Stated goal:
Please extract every line of the listing below and reproduce each one character for character.
┌─ Provided records
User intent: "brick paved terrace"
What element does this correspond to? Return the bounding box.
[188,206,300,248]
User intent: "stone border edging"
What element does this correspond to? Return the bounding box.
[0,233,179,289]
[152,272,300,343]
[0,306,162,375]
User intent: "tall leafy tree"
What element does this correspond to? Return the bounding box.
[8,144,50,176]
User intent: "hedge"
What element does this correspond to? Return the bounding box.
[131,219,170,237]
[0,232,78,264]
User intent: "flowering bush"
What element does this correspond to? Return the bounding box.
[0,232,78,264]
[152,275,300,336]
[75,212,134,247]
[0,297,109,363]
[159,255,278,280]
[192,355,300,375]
└─
Exercise response:
User intent: "brick paved terrace"
What element does this correspond to? Return the bounding box.
[188,206,300,248]
User intent: "stone border edging"
What element does this correspond to? Return the bounding box.
[0,233,179,289]
[152,272,300,343]
[0,306,162,375]
User intent: "tall leafy tree"
What element does this correspond to? Return the bounding box.
[8,144,50,176]
User intent: "hedge"
What element does this correspond to? Return the bounding box.
[131,219,170,237]
[0,232,78,264]
User intent: "flowering bush"
What element does this correspond to? Return the bounding box.
[0,232,78,264]
[152,275,300,336]
[75,212,134,247]
[0,297,109,363]
[159,255,278,280]
[192,355,300,375]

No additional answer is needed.